- _Extracted entries_:
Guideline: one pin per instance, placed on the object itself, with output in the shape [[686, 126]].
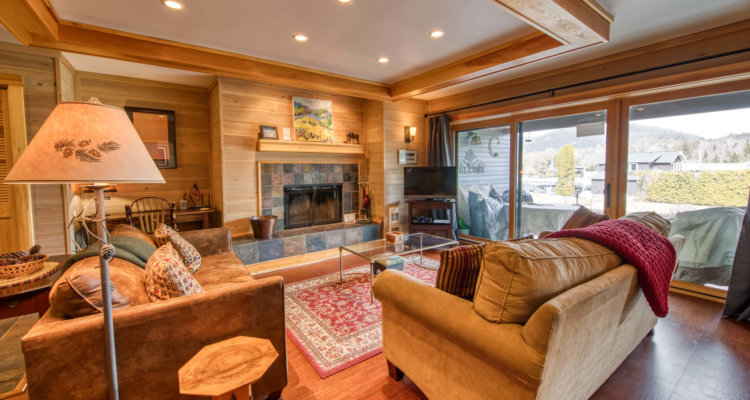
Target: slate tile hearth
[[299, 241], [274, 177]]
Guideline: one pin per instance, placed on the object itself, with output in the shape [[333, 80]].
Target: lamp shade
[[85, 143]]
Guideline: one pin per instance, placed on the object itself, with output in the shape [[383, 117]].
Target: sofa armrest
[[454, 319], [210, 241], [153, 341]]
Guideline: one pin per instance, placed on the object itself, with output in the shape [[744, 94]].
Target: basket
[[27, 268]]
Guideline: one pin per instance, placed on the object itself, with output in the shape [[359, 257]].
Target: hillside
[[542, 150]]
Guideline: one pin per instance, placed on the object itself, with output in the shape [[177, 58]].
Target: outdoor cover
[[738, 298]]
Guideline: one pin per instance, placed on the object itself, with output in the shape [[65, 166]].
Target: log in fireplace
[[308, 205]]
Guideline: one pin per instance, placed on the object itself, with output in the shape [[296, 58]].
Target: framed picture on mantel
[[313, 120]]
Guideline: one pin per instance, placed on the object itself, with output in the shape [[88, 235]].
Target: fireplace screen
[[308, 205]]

- _TASK TO COMPLETE_: Lay out every line of the entries above as a numbered list, skipping blank lines. Leave the pictures out of the answer.

- _ANSWER TO THIS PROBLEM_:
1. Guideline: one pin per instance, placed on the object itself, with output in the shape [[686, 126]].
2. Target: slate tile hearth
3. [[299, 241], [274, 177]]
4. Guideline: one pin per instance, placed on the object itself, with output in the shape [[333, 80]].
5. Target: lamp shade
6. [[85, 143]]
7. Guideline: one pin per instance, placed on the object itself, with output in the shape [[383, 117]].
8. Target: sofa armrest
9. [[454, 319], [210, 241], [153, 341]]
10. Guideline: one pin per instance, placed on the object itself, with output in the shape [[744, 94]].
11. Target: basket
12. [[27, 268]]
13. Guideline: one pin per instance, placed on the object itself, with output in the shape [[359, 257]].
14. Target: hillside
15. [[542, 150]]
16. Guideline: one pin per instance, placed on the object itself, with output in the shape [[177, 58]].
17. Target: outdoor cover
18. [[738, 298]]
19. Guideline: one pin per instance, placed on the object itself, with output in the shape [[65, 166]].
20. Target: log in fireplace
21. [[308, 205]]
22. Guideline: one pin per instance, placed on the object itself, with output in the shape [[296, 58]].
23. Target: framed picture on mantel
24. [[313, 120]]
25. Guideline: one pin per instance, placed on the object itself, with output in the shape [[88, 235]].
26. Target: fireplace screen
27. [[308, 205]]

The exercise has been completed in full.